## Begin
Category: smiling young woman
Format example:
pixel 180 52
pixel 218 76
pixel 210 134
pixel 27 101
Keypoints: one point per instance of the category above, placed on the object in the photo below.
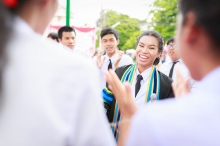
pixel 147 83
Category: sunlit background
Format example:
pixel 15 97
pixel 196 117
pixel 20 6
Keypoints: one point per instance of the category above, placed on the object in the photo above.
pixel 128 17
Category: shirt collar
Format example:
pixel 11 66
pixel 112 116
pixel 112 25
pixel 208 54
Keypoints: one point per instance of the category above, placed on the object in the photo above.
pixel 144 74
pixel 113 58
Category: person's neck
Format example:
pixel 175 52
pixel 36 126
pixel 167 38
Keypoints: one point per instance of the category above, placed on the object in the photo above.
pixel 111 54
pixel 143 68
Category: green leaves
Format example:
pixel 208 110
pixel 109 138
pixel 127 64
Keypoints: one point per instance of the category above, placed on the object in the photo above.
pixel 164 17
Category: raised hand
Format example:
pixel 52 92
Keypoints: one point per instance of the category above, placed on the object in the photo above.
pixel 180 86
pixel 100 60
pixel 122 95
pixel 120 53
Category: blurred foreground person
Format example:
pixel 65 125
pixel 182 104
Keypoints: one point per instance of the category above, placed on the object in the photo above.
pixel 47 97
pixel 194 118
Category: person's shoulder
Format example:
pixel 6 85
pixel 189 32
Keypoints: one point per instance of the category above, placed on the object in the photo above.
## End
Please update the lines above by putting "Sample format" wherever "Format example" appears, leaving everything else unchanged. Omit the pictures from your copy.

Category: smiling young woman
Sample format:
pixel 180 52
pixel 218 76
pixel 210 134
pixel 27 101
Keypoints: one point per instance of the category above, placed on the object in the photo below.
pixel 147 83
Category: sunlit background
Sample format:
pixel 15 97
pixel 196 117
pixel 20 6
Keypoints: one point per instance of the category above, placed on the object in the photo above.
pixel 128 17
Category: shirt collar
Sample format:
pixel 11 66
pixel 112 116
pixel 112 25
pixel 208 54
Keypoints: one point per instance of the category above, placed on the object in the photo above.
pixel 144 74
pixel 113 58
Category: person's neck
Sample format:
pixel 175 52
pixel 36 126
pixel 167 38
Keypoints: one point per instance of the category above, placed on the object in the photo above.
pixel 111 54
pixel 143 68
Category: green leaves
Sample format:
pixel 208 110
pixel 109 138
pixel 127 64
Keypoints: one point per instance of the category above, placed on the object in the photo above.
pixel 164 17
Category: raised hand
Sample format:
pixel 52 92
Keypoints: one point per instance of the category above, placed on the object in the photo above.
pixel 180 86
pixel 100 60
pixel 122 95
pixel 120 53
Category: blurred foreground person
Sample format:
pixel 65 125
pixel 182 104
Keypoints: one point per instance of the category above, placed on the object in the photo above.
pixel 47 97
pixel 194 118
Category: person's shoulder
Sample format:
pixel 6 85
pixel 189 32
Keypoints: one point per instance of the category above, placed on the object in the photo above.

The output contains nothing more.